• _Short problem_
Copy the entries below word for word, omitting the pictures.

(Entries for identifying locations)
※ ※ ※

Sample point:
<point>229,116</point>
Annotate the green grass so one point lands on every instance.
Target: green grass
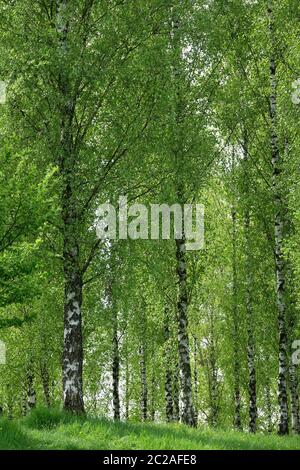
<point>53,429</point>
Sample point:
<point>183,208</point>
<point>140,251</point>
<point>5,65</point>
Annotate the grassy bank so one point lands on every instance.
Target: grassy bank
<point>53,429</point>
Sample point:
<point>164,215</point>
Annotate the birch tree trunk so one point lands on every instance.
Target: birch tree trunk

※ ※ ※

• _Written response_
Sample point:
<point>229,116</point>
Annotate the green grass so one point lands on every instance.
Target: green grass
<point>53,429</point>
Sample point:
<point>183,208</point>
<point>140,251</point>
<point>5,65</point>
Annotate the grassy bank so one point lands on every instance.
Target: grassy bank
<point>53,429</point>
Sample point:
<point>164,215</point>
Annotate the birch tree trunk so one point lands on every instance.
Target: birch tree trunk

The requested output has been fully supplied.